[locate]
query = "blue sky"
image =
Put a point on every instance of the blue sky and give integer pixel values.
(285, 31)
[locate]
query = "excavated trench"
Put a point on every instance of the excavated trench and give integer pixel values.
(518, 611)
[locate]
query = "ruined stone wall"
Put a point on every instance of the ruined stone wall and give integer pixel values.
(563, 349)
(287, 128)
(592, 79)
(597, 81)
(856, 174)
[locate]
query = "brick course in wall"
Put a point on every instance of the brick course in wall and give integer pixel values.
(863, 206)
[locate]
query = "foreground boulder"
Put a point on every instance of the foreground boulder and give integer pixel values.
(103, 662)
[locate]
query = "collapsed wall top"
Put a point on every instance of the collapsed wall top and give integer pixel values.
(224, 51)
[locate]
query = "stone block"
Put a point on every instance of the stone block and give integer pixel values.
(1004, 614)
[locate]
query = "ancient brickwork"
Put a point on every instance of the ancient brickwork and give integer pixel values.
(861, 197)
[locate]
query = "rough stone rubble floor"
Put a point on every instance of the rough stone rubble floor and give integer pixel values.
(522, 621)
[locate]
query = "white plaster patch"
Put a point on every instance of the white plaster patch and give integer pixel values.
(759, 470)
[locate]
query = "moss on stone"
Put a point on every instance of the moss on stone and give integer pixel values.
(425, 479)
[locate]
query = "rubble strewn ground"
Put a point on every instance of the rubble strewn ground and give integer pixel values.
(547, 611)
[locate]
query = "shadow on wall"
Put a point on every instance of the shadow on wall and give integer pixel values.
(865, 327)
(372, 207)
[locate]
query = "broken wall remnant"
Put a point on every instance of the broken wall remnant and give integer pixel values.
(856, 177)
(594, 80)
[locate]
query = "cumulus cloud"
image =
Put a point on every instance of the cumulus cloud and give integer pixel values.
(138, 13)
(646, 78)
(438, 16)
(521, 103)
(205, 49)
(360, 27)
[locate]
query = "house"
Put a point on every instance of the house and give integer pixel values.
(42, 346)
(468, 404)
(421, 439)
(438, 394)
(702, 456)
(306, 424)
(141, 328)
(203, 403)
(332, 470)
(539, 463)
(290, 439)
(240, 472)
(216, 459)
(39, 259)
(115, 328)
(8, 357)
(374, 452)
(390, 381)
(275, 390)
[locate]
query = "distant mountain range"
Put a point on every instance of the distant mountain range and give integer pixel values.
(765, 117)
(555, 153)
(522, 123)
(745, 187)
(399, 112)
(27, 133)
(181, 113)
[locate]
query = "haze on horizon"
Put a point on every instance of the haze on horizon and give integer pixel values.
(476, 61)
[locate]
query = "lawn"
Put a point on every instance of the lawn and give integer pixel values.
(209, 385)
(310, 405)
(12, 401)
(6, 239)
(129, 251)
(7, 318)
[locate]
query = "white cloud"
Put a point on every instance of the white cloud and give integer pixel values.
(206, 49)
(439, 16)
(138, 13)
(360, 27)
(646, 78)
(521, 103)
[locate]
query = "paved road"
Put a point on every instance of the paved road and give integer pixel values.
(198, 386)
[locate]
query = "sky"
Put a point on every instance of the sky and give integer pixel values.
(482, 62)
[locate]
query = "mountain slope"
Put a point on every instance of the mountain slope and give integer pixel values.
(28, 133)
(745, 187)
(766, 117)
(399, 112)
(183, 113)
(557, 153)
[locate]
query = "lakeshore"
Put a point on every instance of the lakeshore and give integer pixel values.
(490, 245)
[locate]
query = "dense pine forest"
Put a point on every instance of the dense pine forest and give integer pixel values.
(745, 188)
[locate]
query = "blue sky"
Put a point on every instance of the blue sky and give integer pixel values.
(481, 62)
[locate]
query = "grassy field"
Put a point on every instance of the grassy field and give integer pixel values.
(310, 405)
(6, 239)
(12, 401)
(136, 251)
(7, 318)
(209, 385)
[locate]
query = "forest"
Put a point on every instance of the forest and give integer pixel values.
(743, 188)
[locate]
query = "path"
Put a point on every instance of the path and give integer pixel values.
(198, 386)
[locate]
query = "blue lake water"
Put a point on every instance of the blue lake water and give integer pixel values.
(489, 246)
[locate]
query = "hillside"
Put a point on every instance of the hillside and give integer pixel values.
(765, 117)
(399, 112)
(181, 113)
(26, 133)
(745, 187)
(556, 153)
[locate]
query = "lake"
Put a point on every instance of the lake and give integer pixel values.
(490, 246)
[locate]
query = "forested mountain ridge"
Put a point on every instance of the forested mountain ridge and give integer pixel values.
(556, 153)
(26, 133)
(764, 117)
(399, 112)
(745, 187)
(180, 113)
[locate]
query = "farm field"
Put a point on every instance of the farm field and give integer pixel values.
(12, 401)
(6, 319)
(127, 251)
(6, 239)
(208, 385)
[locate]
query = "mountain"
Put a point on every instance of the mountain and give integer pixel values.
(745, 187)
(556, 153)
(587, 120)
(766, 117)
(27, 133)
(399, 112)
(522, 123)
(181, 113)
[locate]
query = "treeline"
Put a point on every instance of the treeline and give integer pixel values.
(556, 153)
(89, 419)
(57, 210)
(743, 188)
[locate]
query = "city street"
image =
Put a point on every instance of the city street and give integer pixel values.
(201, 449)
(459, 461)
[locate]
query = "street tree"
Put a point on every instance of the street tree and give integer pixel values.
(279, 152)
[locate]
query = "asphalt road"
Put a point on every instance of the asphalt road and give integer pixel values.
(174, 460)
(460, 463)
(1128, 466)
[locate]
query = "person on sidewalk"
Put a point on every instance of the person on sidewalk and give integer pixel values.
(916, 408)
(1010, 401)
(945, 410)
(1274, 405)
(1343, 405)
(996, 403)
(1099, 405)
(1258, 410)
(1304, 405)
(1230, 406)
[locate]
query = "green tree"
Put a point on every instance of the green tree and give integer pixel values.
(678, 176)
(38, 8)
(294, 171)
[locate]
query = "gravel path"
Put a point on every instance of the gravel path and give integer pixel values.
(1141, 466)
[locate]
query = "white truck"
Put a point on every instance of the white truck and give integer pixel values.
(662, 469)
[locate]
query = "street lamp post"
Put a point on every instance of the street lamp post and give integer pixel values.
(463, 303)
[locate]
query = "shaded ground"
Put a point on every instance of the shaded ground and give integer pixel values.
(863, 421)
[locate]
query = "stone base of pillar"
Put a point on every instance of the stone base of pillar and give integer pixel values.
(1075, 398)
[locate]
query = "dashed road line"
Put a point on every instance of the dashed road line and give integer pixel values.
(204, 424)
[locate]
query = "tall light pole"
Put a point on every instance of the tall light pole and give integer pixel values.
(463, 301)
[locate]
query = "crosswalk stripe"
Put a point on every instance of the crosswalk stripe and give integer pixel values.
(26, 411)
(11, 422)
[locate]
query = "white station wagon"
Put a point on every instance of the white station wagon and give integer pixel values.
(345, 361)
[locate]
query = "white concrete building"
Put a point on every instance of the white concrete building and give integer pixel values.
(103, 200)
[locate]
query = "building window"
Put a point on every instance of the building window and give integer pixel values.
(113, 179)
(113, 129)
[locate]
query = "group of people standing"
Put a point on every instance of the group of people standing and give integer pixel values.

◇ ◇ ◇ ◇ ◇ ◇ ◇

- **Required work**: Pick out each line in the rows above that includes the word "cloud", and copy those lines.

- **Result for this task**:
query = "cumulus cloud"
Put a point on every instance of the cumulus cloud and give integer pixel values.
query = "white cloud"
Put a point on every instance of the white cloud and give integer pixel values.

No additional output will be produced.